Would you return, word for word, the lines of the data below from the line with "396L1074 406L1069 415L1077" through the line with "box: [821, 368, 1093, 424]", and no others?
*** Given data ***
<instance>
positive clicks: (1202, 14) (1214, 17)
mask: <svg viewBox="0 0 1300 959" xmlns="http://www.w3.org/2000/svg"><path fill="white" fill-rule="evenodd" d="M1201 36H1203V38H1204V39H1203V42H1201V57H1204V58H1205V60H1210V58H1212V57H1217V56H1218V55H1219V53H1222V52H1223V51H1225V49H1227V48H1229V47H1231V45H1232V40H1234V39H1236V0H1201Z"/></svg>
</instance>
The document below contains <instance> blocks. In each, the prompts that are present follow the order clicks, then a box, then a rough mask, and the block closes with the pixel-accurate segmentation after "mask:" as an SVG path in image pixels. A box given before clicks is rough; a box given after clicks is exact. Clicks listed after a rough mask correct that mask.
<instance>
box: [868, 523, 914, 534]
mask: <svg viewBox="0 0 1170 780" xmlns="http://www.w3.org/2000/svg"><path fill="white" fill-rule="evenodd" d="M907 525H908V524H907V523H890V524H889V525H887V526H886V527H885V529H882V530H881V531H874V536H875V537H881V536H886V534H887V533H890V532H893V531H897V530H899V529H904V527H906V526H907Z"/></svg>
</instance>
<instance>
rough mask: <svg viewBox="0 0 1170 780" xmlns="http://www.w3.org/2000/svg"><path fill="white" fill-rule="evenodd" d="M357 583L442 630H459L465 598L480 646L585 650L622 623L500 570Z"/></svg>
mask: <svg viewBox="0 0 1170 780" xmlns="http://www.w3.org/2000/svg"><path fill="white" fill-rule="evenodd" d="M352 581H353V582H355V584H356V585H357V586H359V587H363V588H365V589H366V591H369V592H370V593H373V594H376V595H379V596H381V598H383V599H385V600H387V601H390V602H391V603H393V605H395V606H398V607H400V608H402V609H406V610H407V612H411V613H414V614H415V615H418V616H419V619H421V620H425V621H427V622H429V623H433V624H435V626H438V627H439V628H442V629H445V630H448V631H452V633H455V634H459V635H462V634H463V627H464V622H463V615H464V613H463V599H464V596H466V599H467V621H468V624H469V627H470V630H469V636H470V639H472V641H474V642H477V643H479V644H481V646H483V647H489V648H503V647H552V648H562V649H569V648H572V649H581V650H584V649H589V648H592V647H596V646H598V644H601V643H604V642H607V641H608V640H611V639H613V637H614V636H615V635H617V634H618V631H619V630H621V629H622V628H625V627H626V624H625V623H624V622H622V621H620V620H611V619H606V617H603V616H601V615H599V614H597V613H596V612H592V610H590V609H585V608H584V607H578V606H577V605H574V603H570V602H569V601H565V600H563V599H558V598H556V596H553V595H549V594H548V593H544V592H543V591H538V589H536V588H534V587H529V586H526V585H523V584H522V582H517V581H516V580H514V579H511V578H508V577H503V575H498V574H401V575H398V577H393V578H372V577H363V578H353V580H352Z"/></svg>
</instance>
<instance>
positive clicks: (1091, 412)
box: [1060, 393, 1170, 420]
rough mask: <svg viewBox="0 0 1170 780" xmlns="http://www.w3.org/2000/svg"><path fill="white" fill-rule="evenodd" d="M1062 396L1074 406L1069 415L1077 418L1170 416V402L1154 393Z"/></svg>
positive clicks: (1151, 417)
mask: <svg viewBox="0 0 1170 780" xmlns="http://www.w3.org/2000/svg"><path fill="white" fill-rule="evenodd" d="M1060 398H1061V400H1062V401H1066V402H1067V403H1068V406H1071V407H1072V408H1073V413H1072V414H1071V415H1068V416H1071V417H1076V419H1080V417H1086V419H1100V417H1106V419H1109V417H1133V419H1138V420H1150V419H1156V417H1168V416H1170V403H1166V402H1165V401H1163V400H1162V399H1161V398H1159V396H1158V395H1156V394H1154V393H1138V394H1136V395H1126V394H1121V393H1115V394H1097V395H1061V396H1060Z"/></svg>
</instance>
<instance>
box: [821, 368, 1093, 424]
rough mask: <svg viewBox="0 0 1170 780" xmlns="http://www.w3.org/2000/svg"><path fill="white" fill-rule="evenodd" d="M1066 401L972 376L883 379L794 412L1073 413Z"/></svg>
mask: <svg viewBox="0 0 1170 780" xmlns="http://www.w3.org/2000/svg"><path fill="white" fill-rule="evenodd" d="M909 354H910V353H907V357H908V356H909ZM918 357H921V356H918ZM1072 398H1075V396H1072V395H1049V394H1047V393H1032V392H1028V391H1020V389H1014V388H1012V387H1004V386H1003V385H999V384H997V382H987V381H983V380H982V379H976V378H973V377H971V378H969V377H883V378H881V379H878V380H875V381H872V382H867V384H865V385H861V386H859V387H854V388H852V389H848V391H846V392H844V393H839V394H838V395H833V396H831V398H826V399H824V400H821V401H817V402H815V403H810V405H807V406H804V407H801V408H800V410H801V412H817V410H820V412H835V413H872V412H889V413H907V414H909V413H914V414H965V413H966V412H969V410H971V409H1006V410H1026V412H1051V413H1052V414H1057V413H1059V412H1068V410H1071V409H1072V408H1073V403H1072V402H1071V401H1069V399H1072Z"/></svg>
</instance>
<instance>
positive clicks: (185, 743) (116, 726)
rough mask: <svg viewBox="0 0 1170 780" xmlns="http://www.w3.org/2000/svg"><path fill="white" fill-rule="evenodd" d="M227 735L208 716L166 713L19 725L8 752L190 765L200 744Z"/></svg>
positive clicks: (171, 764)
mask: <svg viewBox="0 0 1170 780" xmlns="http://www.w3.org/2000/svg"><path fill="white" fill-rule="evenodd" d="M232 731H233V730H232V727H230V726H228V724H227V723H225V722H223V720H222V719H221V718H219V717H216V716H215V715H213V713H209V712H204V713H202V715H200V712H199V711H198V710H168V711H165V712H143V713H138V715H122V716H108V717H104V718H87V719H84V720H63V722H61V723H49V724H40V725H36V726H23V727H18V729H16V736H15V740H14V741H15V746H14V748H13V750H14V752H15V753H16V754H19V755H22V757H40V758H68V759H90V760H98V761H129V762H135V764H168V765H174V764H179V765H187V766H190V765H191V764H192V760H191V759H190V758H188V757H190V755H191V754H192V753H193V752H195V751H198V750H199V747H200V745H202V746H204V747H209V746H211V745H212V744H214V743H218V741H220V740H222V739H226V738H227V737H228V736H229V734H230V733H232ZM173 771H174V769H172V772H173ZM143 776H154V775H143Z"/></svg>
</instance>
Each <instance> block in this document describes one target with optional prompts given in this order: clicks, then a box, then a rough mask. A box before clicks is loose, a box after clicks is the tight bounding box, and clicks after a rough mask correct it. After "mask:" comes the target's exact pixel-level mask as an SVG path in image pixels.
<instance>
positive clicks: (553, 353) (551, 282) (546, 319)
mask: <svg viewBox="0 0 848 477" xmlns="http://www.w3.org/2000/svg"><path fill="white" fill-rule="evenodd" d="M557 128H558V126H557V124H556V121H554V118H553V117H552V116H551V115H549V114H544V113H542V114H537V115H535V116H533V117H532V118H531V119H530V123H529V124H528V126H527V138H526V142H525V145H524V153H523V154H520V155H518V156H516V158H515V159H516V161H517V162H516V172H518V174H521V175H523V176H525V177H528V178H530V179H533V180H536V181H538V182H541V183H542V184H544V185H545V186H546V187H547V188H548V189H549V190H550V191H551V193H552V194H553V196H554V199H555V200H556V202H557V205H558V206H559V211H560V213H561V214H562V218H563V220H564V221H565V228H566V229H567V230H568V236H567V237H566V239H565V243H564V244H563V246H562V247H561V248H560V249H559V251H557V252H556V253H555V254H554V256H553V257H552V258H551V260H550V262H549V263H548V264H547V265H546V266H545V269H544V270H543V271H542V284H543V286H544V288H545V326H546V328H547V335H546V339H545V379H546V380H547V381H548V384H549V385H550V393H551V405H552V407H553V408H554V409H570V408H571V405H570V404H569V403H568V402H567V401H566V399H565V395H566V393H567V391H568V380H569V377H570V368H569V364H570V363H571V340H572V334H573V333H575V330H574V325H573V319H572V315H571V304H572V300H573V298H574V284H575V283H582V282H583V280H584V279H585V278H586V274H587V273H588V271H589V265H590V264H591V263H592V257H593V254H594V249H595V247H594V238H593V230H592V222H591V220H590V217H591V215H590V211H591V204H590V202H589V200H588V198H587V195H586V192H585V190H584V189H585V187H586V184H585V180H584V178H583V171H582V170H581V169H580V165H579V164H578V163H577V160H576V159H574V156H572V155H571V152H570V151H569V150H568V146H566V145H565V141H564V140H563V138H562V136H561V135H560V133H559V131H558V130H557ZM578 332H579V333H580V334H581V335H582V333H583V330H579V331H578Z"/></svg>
*** End of Given data ***
Result of this task:
rough mask: <svg viewBox="0 0 1170 780" xmlns="http://www.w3.org/2000/svg"><path fill="white" fill-rule="evenodd" d="M1062 396L1074 406L1069 415L1077 418L1170 416V402L1154 393Z"/></svg>
positive clicks: (1151, 417)
mask: <svg viewBox="0 0 1170 780" xmlns="http://www.w3.org/2000/svg"><path fill="white" fill-rule="evenodd" d="M1060 398H1061V400H1062V401H1066V402H1067V403H1068V406H1071V407H1072V408H1073V413H1072V414H1071V415H1068V416H1071V417H1076V419H1080V417H1086V419H1100V417H1106V419H1109V417H1133V419H1138V420H1150V419H1156V417H1168V416H1170V403H1166V402H1165V401H1163V400H1162V399H1161V398H1159V396H1158V395H1156V394H1154V393H1138V394H1136V395H1126V394H1121V393H1115V394H1097V395H1061V396H1060Z"/></svg>
</instance>
<instance>
box: [821, 368, 1093, 424]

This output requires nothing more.